### REQUIRED ACTIONS
1) According to the water deer passage, who photographed a young golden eagle attacking a water deer in 2012?
2) Continue the passage on water deer predators, picking up right after its final sentence.

### DOCUMENT EXCERPT
· · · · · · ·
Being a relatively small species, water deer are vulnerable to a variety of predators, particularly as fawns. It's important to recognise, however, that predation events are very seldom witnessed. This makes it difficult to know how many of the species known to include water deer in their diets are capable of catching and killing one, and which just take advantage of a fortuitous carcass. Regardless, several species of mammals and birds are known to feed on water deer, particularly upon fawns, and in their 2009 book Wild Deer in Britain, Roy Harris and Ken Duff suggest the species 'suffers crippling losses to predators'.
The British countryside is devoid of large predators, and I doubt any of the remaining carnivores are capable of catching and bringing down a healthy adult water deer. Probable exceptions are the golden (Aquila chrysaetos) and white-tailed (Haliaeetus albicilla) eagles, but the former is restricted to upland regions of Scotland and western Northern Ireland devoid of water deer. The latter is only starting to recolonise England following recent release programs and, at the time of writing, I know of no examples of either feeding on Hydropotes in the UK, although golden eagles are known to attack them in their native range. In 2012, for example, Korean naturalist Jumoon Yoon photographed a young (first winter) golden eagle attacking a fleeing water deer just outside Seosan city.
· · · · · · ·
### DATA ENTRIES
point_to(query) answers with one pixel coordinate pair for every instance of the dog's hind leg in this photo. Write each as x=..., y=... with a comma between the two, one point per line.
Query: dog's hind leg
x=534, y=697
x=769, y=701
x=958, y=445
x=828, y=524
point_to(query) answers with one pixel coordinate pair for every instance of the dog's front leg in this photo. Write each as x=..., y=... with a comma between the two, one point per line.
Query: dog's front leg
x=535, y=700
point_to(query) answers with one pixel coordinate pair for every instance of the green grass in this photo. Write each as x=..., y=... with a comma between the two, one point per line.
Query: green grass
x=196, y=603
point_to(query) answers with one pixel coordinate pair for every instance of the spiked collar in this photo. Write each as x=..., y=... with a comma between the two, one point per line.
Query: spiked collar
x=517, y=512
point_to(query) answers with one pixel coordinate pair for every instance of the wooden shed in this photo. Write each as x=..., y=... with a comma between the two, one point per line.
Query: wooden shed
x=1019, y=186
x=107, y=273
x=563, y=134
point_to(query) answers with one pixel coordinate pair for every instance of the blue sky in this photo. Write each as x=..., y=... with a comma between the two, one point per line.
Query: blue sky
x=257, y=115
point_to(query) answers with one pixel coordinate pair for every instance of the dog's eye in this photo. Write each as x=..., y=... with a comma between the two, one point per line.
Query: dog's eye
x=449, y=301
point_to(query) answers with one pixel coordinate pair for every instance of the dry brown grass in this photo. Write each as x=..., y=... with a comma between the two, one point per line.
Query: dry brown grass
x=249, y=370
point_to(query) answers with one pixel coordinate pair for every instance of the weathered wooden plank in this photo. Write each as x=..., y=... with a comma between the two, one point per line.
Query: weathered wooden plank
· · · · · · ·
### THE RESPONSES
1) Korean naturalist Jumoon Yoon.

2)
For adult water deer, it is likely that the only significant predator is the domestic dog, although it is unknown how many are killed each year. Kenneth Whitehead noted how water deer have been easily caught by dogs, neither fleeing nor fighting back. Writing in 1950, he described the deer “as though mesmerized” by the dog. Paul Childerley, a Bedfordshire-based deer manager, has observed something similar, commenting on how bucks refuse to leave their rutting stands during the early winter, making them very susceptible to being caught by the dogs of illegal deer coursers. Also, in a 2002 paper to Acta Zoologica Sinica, Lixing Sun noted that an estimated 5-10% of adult water deer (and many more fawns) were killed by domestic dogs in China each year.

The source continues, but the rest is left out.